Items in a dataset
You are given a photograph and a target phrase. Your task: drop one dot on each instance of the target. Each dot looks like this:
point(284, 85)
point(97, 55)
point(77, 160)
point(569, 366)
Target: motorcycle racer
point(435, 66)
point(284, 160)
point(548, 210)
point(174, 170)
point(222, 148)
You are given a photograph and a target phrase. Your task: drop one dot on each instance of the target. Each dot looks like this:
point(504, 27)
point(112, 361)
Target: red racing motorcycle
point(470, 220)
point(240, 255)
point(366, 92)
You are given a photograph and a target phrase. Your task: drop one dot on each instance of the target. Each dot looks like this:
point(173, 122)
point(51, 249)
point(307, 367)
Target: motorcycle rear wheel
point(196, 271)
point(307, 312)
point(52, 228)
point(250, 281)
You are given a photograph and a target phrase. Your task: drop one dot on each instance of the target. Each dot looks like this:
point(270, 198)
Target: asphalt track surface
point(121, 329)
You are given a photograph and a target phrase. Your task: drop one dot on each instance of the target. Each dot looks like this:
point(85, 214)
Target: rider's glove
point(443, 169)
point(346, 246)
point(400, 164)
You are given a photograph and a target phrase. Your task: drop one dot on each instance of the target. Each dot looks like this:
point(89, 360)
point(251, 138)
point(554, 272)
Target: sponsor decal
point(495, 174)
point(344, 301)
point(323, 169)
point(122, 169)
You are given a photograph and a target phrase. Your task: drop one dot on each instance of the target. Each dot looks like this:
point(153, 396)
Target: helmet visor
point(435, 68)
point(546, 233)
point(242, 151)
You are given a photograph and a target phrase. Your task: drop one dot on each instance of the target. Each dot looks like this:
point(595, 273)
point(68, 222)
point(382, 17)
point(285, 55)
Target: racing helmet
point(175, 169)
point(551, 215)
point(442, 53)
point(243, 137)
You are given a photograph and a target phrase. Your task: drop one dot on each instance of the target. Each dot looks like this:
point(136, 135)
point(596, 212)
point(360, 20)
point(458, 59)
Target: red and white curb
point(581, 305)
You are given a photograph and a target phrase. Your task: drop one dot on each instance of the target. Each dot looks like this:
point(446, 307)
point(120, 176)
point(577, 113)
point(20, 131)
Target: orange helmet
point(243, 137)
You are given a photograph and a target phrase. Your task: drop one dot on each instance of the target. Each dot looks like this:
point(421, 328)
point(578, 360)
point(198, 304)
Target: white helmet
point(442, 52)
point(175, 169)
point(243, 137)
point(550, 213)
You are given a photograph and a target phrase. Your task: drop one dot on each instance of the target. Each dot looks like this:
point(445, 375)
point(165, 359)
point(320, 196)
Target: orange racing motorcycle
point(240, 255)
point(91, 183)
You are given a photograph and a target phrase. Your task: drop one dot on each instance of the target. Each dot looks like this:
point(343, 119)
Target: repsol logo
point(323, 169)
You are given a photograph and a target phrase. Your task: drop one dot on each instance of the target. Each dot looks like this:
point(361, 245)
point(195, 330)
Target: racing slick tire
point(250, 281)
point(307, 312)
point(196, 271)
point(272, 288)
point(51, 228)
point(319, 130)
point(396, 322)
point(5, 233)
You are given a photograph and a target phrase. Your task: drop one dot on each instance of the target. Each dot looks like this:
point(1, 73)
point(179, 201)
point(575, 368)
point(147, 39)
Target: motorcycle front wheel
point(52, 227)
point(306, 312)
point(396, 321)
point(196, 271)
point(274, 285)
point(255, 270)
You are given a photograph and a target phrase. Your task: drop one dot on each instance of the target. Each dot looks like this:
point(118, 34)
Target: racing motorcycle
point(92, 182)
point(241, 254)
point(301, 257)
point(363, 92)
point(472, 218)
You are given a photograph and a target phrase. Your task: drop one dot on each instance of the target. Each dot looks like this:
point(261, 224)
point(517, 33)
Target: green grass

### Task description:
Render the lines of the listing above as a numbered list, dropping any blank lines.

### Written solution:
1. You are given a photograph and a target phrase. Your task: drop one dot on each instance of the target. Each dot looks like this:
2. point(284, 85)
3. point(97, 55)
4. point(77, 160)
5. point(569, 366)
6. Target: motorcycle racer
7. point(435, 66)
8. point(284, 160)
9. point(548, 210)
10. point(174, 170)
11. point(222, 148)
12. You are given a photograph and a target phrase. Your task: drop one dot on each instance of the target. Each dot looks like this:
13. point(504, 27)
14. point(112, 361)
15. Target: red racing motorcycle
16. point(470, 220)
17. point(240, 255)
18. point(366, 92)
19. You are given a photograph and a target phrase. Your task: drop one dot on each instance of the target. Each dot looks like this:
20. point(173, 122)
21. point(51, 249)
22. point(307, 367)
23. Target: motorcycle rear wheel
24. point(196, 271)
25. point(307, 312)
26. point(52, 228)
27. point(250, 281)
28. You are given a photograph and a target phrase. Your task: drop one dot on each instance of the target. Each dot looks like this:
29. point(270, 198)
30. Target: asphalt track surface
31. point(121, 329)
32. You are given a photograph and a target phrase. Your task: drop one dot on each instance of the target. Each dot looks like this:
33. point(85, 214)
34. Target: rider's glove
35. point(443, 169)
36. point(346, 246)
37. point(400, 164)
38. You are given a photograph and a target phrase. Your task: drop one dot on each instance of the target. Each dot looks like this:
39. point(89, 360)
40. point(251, 138)
41. point(554, 272)
42. Target: sponsor decal
43. point(495, 174)
44. point(344, 301)
45. point(323, 169)
46. point(122, 169)
47. You are given a photograph and a target phrase. Your task: drop one dot on each instance of the target. Each dot looks like this:
48. point(153, 396)
49. Target: helmet visor
50. point(435, 68)
51. point(546, 233)
52. point(242, 151)
53. You are given a photograph and a target phrase. Your task: drop one dot on each instance of the target. Each dot looks like this:
54. point(595, 273)
55. point(68, 222)
56. point(382, 17)
57. point(285, 55)
58. Target: racing helmet
59. point(175, 169)
60. point(551, 215)
61. point(442, 53)
62. point(243, 137)
63. You are given a photograph and a target phrase. Your task: drop one dot on each instance of the target. Each dot looks like this:
64. point(136, 135)
65. point(596, 212)
66. point(360, 20)
67. point(458, 59)
68. Target: red and white curb
69. point(581, 305)
70. You are given a photograph and a target phrase. Your task: drop one dot on each instance of the target. Each dot looks like this:
71. point(446, 307)
72. point(120, 176)
73. point(577, 113)
74. point(20, 131)
75. Target: orange helmet
76. point(243, 137)
77. You are given a photograph and a target phrase. Your task: drop one dot on each instance of the target. Each dot looks like this:
78. point(421, 328)
79. point(578, 360)
80. point(198, 304)
81. Target: white helmet
82. point(442, 52)
83. point(175, 169)
84. point(243, 137)
85. point(550, 213)
86. You are given a photograph and a target phrase. Your task: drop one dot on each instance of the target. Each dot looks like this:
87. point(445, 375)
88. point(165, 359)
89. point(320, 196)
90. Target: orange racing motorcycle
91. point(240, 255)
92. point(91, 183)
93. You are given a photograph and a target phrase. Your task: drop one dot on each instance of the target. Each dot looks like this:
94. point(343, 119)
95. Target: repsol logo
96. point(323, 169)
97. You are given a photograph and a target phrase. Your task: drop one dot on each instance of the target. Each dot looks like this:
98. point(361, 245)
99. point(195, 330)
100. Target: racing slick tire
101. point(250, 281)
102. point(307, 312)
103. point(196, 271)
104. point(272, 288)
105. point(51, 228)
106. point(319, 130)
107. point(396, 322)
108. point(5, 233)
109. You are given a photograph and a target phrase. Your task: drop one dot on each instance of the target. Each dot looks like this:
110. point(1, 73)
111. point(179, 201)
112. point(575, 368)
113. point(147, 39)
114. Target: motorcycle front wheel
115. point(52, 227)
116. point(306, 312)
117. point(396, 321)
118. point(196, 271)
119. point(274, 285)
120. point(255, 270)
121. You are given a photograph and a target phrase. Your task: drop one dot on each instance of the target. Each dot looks like this:
122. point(118, 34)
123. Target: racing motorcycle
124. point(92, 182)
125. point(241, 254)
126. point(301, 257)
127. point(363, 92)
128. point(472, 218)
129. You are given a photograph and a target phrase. Your task: drop one dot on each instance of the target. Each dot looks like this:
130. point(261, 224)
131. point(517, 33)
132. Target: green grass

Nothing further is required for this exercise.